%%

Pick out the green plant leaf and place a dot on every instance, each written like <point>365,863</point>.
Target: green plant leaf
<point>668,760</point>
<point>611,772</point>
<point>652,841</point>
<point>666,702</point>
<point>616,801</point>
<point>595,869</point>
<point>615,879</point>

%%

Objective >>
Output these items as a JSON list of strings, one string per line, with any blank lines left out.

The output >>
[
  "Pick out the green plant leaf and place a dot on every instance, each written like <point>365,863</point>.",
  "Target: green plant leaf",
  "<point>668,760</point>",
  "<point>611,772</point>",
  "<point>652,841</point>",
  "<point>666,702</point>",
  "<point>616,801</point>",
  "<point>595,869</point>",
  "<point>615,879</point>"
]